# START OF Source document

Before I got into studying paganism I was heavy into martial arts.
When I was young I didn't have too many interests outside of the
woods. But martial arts and Easter Philosophy held some sort of
allure for me.
I remember going to the library and checking out every book on
martial arts that I could find. My first one was a 50-page book on
the basics of Karate. It was very short with big pictures. Perfect
for a pre-teen to play with. My first dojo was the Imperial Dragon
Karate Academy where we studied Shotokan. It was a class of about 15
students. We did not compete, we did not advertise, and we did not
tell anyone about the things we learned in there. If we did we
were "disciplined". I trained in the dojo, I trained in the woods,
and I trained in the back yard. Every night until mom or dad called
me in. It was all I knew about and all I seemed to be good at.
Once I learned all that my Sensei had to offer he sent me out to
learn more. I followed my days at the Academy learning Kempo,
Aikido, and Ninjutsu. The latter got me a visit from my former
Sensei who did not agree with the particular "training methods" I
had taken up.
In all my martial arts studies a sound mind and a sound body was the
theory of success. And of course knowing when to fight and when not
to fight. I never did here the phrase "never use it". Instead I was
taught that when it comes to a fight it is not about pride, it is
not about ego, it is about winning and winning as fast as possible.
Having that kind of background helped me out a lot when I got into
studying paganism. For one I already knew how to meditate and focus
my mind. I had a fairly good philosophy and code and I knew how to
handle myself should my religion ever be cause for a not so verbal
dispute. And I had a rather large surplus of self-confidence.
I followed my hand-to-hand training up with a few different weapons
styles that still follow me today. Especially the sword. I was asked
to teach a few times and never really went into that. By the time I
was good enough to teach I was getting into something new and that
was magic.
But I have found that many of the rules still apply.
With my history I'm able to say that I've been forged into a very
hard headed and bold young pup. I also admit that I have a little
bit of an attitude problem. But there are really very few things in
this world that get me truly pissed off.

# END OF Source document

◆ Problems
1. Name every martial art or martial arts style that the martial arts essay mentions by name.
2. Write out the martial arts essay word for word from "When I was young" to "be good at.".

# START OF Record excerpts

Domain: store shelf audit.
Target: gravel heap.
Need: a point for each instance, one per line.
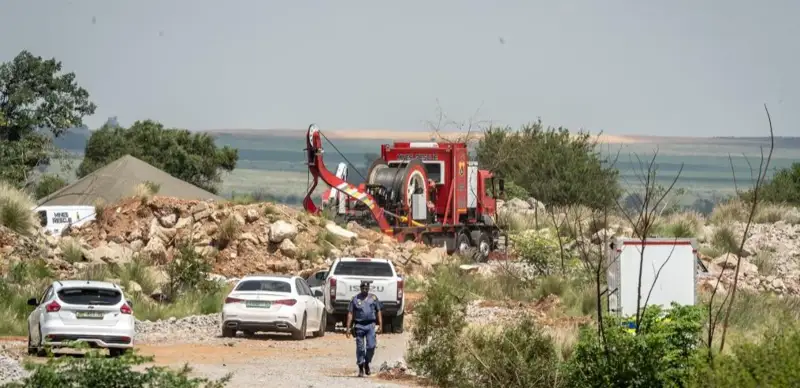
(189, 329)
(11, 369)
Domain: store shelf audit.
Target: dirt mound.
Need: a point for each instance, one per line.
(240, 239)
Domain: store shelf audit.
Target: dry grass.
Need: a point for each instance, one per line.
(16, 210)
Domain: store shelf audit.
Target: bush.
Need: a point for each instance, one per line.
(784, 187)
(445, 351)
(538, 248)
(95, 370)
(435, 348)
(16, 210)
(553, 165)
(520, 356)
(661, 354)
(770, 363)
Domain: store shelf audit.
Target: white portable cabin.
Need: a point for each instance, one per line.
(55, 219)
(668, 268)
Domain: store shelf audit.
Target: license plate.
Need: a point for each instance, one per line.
(89, 315)
(258, 304)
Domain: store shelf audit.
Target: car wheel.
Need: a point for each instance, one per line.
(32, 349)
(228, 332)
(40, 350)
(323, 322)
(300, 334)
(397, 324)
(116, 352)
(330, 322)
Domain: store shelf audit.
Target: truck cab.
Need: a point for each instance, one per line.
(343, 282)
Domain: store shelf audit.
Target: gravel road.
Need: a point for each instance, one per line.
(275, 360)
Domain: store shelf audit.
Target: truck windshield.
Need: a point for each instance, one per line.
(364, 268)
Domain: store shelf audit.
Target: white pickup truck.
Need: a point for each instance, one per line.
(343, 281)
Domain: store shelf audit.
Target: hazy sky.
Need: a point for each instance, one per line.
(679, 67)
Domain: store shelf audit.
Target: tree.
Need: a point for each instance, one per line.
(192, 157)
(35, 98)
(553, 165)
(784, 187)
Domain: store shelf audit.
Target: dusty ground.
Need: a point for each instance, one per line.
(271, 359)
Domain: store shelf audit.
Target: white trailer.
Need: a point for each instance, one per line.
(668, 268)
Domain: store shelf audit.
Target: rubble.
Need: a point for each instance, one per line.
(239, 239)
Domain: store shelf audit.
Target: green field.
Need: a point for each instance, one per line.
(274, 164)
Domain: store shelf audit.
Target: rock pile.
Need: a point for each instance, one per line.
(773, 247)
(241, 239)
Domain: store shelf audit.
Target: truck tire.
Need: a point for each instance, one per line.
(462, 243)
(397, 324)
(484, 246)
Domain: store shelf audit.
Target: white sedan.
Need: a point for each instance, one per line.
(273, 303)
(82, 311)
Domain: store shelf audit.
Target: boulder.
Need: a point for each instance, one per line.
(110, 253)
(281, 230)
(339, 231)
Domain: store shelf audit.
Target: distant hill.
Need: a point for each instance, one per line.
(75, 139)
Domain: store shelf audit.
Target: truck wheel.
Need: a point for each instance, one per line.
(462, 243)
(484, 246)
(397, 324)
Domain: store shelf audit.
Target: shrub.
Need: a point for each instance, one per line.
(521, 355)
(770, 363)
(539, 249)
(435, 348)
(724, 239)
(16, 210)
(95, 370)
(682, 225)
(661, 354)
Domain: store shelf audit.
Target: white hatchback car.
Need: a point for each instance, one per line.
(81, 311)
(273, 303)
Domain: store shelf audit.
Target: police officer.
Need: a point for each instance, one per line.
(365, 310)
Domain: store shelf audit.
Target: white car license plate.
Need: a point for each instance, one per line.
(89, 315)
(259, 304)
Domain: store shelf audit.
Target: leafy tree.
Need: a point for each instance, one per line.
(48, 184)
(35, 98)
(783, 188)
(192, 157)
(551, 164)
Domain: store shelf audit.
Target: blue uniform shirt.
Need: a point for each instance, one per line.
(365, 308)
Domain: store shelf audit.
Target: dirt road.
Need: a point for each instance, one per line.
(271, 359)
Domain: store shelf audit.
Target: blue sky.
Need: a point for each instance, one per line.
(683, 68)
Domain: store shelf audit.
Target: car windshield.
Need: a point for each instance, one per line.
(264, 285)
(93, 296)
(364, 268)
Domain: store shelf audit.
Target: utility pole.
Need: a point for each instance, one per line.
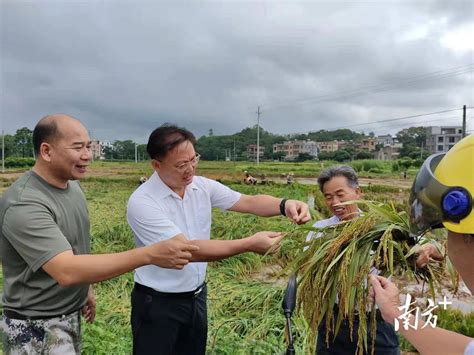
(464, 121)
(234, 150)
(258, 135)
(3, 151)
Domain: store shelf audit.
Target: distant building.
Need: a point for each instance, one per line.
(292, 149)
(439, 139)
(385, 140)
(252, 152)
(368, 144)
(97, 149)
(330, 146)
(389, 152)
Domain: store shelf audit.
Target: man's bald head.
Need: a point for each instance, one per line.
(48, 129)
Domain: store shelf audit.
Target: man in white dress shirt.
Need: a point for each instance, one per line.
(169, 312)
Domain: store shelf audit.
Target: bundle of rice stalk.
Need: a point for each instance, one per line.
(335, 266)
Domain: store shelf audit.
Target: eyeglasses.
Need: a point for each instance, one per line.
(192, 163)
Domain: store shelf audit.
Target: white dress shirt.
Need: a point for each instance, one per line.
(156, 213)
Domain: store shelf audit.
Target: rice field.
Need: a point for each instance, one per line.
(246, 291)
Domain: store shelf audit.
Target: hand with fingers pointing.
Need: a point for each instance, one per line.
(173, 253)
(385, 294)
(264, 242)
(297, 211)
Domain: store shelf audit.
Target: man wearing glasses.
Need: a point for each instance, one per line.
(169, 311)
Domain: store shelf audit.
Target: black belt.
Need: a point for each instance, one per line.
(378, 315)
(153, 292)
(15, 315)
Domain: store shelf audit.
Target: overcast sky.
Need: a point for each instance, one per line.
(126, 67)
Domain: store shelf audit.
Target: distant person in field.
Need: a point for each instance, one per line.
(169, 307)
(339, 185)
(249, 179)
(45, 246)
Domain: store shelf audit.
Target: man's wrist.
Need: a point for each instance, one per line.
(282, 207)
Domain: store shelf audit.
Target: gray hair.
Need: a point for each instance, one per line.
(339, 170)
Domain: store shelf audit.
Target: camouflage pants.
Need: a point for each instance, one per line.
(55, 336)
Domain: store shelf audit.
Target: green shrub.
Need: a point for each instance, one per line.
(18, 162)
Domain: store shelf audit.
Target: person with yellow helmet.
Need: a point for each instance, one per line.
(442, 196)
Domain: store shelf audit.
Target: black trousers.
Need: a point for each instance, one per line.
(386, 339)
(164, 324)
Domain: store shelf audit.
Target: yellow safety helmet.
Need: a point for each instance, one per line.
(443, 190)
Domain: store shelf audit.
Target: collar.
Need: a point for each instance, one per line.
(162, 190)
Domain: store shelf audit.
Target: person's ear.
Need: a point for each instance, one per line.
(358, 192)
(45, 151)
(155, 164)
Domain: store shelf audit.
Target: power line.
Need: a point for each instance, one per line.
(398, 118)
(345, 94)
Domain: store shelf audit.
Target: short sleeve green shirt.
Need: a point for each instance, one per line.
(39, 221)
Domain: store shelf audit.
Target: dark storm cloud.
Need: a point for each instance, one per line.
(126, 67)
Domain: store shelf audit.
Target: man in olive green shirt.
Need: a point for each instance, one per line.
(44, 246)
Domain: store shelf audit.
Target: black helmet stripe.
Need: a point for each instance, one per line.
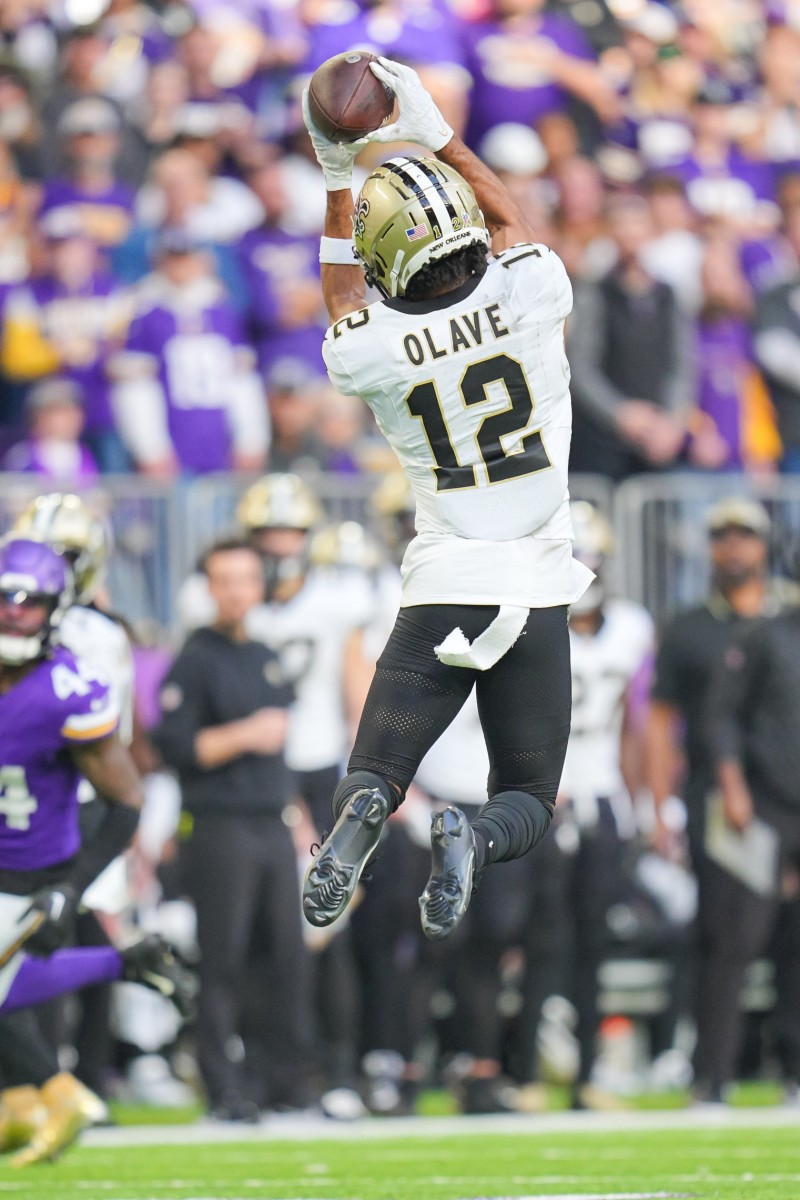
(429, 169)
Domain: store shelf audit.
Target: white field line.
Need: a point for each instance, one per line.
(306, 1128)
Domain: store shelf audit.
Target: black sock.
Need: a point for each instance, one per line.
(354, 783)
(509, 826)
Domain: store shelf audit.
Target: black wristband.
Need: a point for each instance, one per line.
(113, 835)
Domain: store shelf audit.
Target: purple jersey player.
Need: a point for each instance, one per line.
(58, 723)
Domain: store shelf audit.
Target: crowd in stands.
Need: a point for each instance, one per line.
(160, 213)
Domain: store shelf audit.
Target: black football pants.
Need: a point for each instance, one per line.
(241, 875)
(524, 700)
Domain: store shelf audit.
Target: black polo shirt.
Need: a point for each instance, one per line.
(691, 649)
(755, 707)
(215, 681)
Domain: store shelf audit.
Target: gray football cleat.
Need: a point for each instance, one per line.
(452, 867)
(334, 875)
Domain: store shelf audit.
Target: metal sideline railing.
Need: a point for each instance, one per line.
(161, 528)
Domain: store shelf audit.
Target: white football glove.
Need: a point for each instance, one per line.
(336, 159)
(420, 120)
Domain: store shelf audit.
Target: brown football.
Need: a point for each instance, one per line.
(346, 99)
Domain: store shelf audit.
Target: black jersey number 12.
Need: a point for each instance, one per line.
(425, 403)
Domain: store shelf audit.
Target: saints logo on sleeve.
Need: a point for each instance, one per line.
(471, 389)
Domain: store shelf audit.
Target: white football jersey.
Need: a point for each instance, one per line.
(102, 642)
(456, 768)
(471, 390)
(310, 634)
(602, 670)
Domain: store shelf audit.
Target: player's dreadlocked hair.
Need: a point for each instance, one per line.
(447, 273)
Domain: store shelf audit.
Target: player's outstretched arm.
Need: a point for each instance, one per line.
(343, 285)
(342, 279)
(109, 768)
(421, 121)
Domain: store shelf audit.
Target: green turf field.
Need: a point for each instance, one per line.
(747, 1164)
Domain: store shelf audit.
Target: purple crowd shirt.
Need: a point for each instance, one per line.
(58, 705)
(507, 88)
(421, 35)
(193, 353)
(269, 257)
(107, 215)
(725, 353)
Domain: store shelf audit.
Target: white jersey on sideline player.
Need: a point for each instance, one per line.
(310, 633)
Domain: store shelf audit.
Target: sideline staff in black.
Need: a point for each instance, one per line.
(755, 733)
(223, 727)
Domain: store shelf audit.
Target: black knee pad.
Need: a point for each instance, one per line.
(511, 823)
(354, 783)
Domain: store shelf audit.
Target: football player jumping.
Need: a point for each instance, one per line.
(462, 363)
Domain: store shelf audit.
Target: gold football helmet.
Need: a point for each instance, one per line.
(409, 213)
(593, 539)
(593, 544)
(278, 502)
(72, 528)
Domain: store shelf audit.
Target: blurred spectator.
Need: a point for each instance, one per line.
(281, 270)
(186, 394)
(68, 319)
(692, 647)
(294, 390)
(630, 352)
(184, 192)
(181, 196)
(581, 222)
(777, 348)
(674, 256)
(755, 741)
(19, 125)
(53, 448)
(733, 402)
(156, 115)
(781, 95)
(720, 179)
(425, 36)
(529, 63)
(341, 426)
(90, 130)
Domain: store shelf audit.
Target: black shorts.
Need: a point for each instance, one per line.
(524, 700)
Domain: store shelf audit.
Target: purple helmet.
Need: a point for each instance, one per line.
(31, 576)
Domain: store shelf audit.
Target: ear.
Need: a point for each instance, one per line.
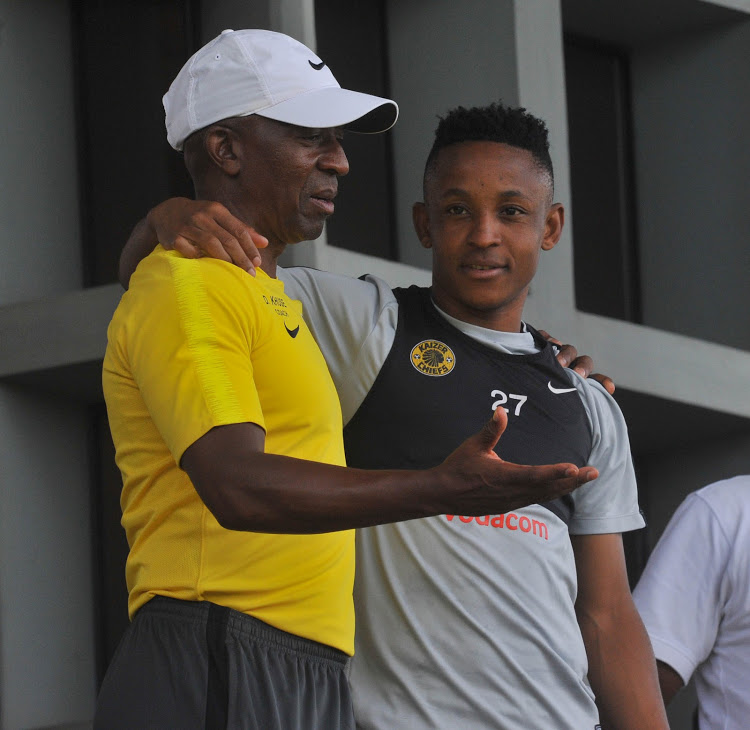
(421, 224)
(222, 147)
(553, 226)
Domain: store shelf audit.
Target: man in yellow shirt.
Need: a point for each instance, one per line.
(236, 503)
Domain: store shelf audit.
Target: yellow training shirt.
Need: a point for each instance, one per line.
(196, 344)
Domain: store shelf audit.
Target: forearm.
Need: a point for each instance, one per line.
(279, 494)
(248, 489)
(622, 670)
(141, 242)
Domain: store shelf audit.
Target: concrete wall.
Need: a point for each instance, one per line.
(47, 671)
(39, 217)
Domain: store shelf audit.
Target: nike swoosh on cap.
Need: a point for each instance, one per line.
(559, 390)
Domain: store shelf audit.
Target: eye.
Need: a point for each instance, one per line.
(456, 209)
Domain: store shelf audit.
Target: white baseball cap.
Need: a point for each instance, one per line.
(243, 72)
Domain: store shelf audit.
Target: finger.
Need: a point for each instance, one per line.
(208, 241)
(605, 381)
(236, 252)
(547, 336)
(567, 355)
(184, 247)
(583, 365)
(240, 241)
(493, 429)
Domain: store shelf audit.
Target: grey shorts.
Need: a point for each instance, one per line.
(185, 665)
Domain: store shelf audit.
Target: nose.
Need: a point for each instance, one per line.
(333, 158)
(486, 231)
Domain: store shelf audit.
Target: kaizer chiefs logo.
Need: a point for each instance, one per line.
(432, 357)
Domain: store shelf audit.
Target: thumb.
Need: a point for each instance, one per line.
(493, 429)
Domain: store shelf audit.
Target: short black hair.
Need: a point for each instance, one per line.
(495, 122)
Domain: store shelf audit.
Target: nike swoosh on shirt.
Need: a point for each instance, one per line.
(559, 390)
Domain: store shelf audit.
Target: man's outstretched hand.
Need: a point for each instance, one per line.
(479, 482)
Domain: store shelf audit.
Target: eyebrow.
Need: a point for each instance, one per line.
(504, 195)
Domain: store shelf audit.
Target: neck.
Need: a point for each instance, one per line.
(268, 255)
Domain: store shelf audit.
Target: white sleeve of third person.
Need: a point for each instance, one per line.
(680, 595)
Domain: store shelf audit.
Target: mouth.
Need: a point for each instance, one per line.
(323, 200)
(483, 271)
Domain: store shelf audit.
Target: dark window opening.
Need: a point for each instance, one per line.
(126, 55)
(602, 180)
(352, 41)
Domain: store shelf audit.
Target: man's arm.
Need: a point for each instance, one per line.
(194, 228)
(204, 228)
(247, 489)
(622, 669)
(670, 681)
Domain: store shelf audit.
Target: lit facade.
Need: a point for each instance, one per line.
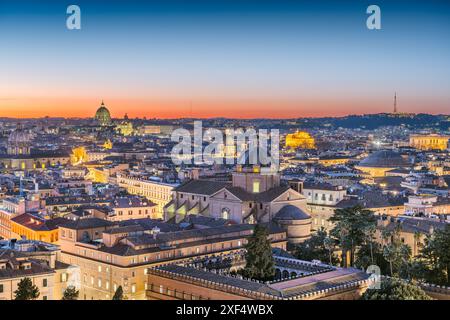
(429, 142)
(300, 139)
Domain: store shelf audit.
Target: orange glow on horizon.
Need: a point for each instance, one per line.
(172, 109)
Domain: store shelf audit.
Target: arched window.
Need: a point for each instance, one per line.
(226, 213)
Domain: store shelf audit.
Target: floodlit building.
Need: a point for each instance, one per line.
(300, 139)
(429, 142)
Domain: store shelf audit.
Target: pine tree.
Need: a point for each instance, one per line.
(26, 290)
(395, 289)
(318, 247)
(353, 227)
(71, 293)
(118, 295)
(259, 259)
(433, 262)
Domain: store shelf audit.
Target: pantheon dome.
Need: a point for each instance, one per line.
(19, 142)
(103, 116)
(295, 221)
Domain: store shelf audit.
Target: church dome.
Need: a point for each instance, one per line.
(102, 115)
(384, 159)
(290, 212)
(19, 136)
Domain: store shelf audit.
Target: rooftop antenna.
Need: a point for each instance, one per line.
(20, 187)
(395, 102)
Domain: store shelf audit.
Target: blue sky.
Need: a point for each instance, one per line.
(287, 57)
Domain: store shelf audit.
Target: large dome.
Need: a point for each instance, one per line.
(384, 159)
(103, 116)
(19, 136)
(290, 212)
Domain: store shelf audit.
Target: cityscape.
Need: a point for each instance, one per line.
(123, 196)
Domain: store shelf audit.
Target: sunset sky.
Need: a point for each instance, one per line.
(229, 58)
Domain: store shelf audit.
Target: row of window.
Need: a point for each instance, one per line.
(106, 283)
(174, 293)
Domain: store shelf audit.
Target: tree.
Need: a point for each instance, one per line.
(71, 293)
(26, 290)
(318, 247)
(397, 254)
(434, 258)
(395, 289)
(118, 295)
(259, 259)
(352, 228)
(371, 254)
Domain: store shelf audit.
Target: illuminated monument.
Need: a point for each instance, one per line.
(429, 142)
(103, 116)
(377, 163)
(19, 142)
(300, 139)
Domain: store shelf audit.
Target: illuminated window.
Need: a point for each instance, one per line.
(255, 186)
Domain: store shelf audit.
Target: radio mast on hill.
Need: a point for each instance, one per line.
(395, 102)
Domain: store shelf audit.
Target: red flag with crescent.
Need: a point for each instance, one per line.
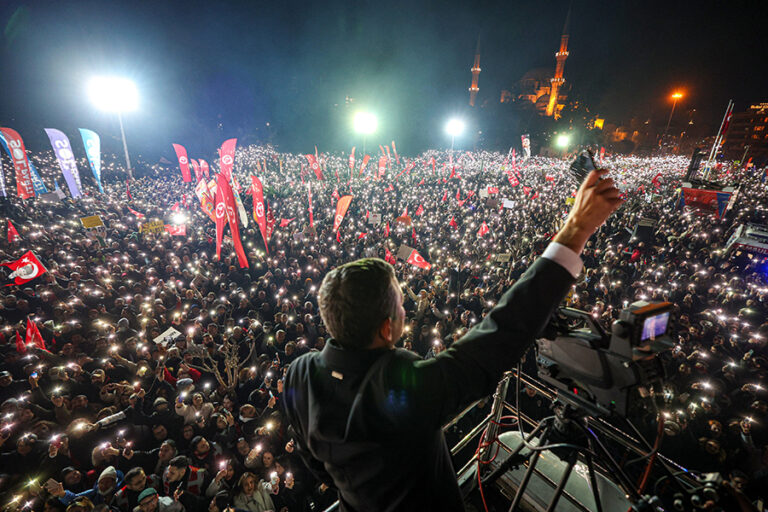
(227, 155)
(24, 269)
(181, 154)
(417, 260)
(259, 211)
(312, 159)
(341, 210)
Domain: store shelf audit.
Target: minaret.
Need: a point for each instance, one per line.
(558, 79)
(475, 75)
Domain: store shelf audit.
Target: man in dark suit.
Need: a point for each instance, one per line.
(367, 417)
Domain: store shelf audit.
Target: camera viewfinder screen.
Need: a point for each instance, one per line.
(654, 326)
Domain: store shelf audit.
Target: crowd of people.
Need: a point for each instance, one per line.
(113, 412)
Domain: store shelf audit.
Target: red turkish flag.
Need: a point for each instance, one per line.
(315, 166)
(417, 260)
(33, 336)
(227, 154)
(259, 211)
(181, 154)
(270, 222)
(13, 235)
(365, 162)
(25, 268)
(176, 230)
(21, 348)
(382, 166)
(388, 257)
(225, 209)
(341, 210)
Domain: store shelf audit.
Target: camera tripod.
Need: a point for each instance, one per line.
(566, 434)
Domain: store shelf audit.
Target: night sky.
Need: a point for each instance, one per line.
(207, 71)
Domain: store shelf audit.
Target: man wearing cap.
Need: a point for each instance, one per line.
(186, 481)
(149, 501)
(103, 491)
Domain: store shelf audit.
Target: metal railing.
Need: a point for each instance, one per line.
(493, 422)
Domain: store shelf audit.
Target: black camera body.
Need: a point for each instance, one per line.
(600, 372)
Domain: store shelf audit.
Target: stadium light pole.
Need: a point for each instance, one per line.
(365, 124)
(114, 94)
(676, 96)
(454, 128)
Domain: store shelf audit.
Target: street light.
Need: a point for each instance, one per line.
(454, 128)
(365, 124)
(114, 94)
(675, 96)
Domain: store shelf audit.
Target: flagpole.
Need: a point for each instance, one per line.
(125, 145)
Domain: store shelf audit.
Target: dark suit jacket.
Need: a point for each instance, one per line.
(368, 422)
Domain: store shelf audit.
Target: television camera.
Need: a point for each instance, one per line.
(600, 372)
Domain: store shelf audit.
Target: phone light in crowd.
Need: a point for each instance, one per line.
(365, 123)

# END OF Record excerpts

◆ Responses for each task
1. Karate, Shotokan, Kempo, Aikido, Ninjutsu

2.
When I was young I didn't have too many interests outside of the
woods. But martial arts and Easter Philosophy held some sort of
allure for me.
I remember going to the library and checking out every book on
martial arts that I could find. My first one was a 50-page book on
the basics of Karate. It was very short with big pictures. Perfect
for a pre-teen to play with. My first dojo was the Imperial Dragon
Karate Academy where we studied Shotokan. It was a class of about 15
students. We did not compete, we did not advertise, and we did not
tell anyone about the things we learned in there. If we did we
were "disciplined". I trained in the dojo, I trained in the woods,
and I trained in the back yard. Every night until mom or dad called
me in. It was all I knew about and all I seemed to be good at.